(Voci di puntamento su oggetti in foto)

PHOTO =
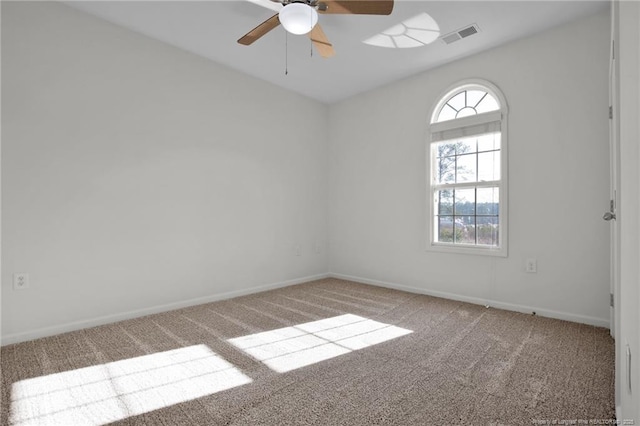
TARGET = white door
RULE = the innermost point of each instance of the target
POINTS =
(614, 159)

*Consegna*. Trascrivi tutte le voci riportate sopra, riga per riga e senza alcuna modifica. Escludi le immagini.

*Soluzione*.
PHOTO =
TARGET = white door
RULE = the innermost point of each instance of the target
POINTS =
(614, 159)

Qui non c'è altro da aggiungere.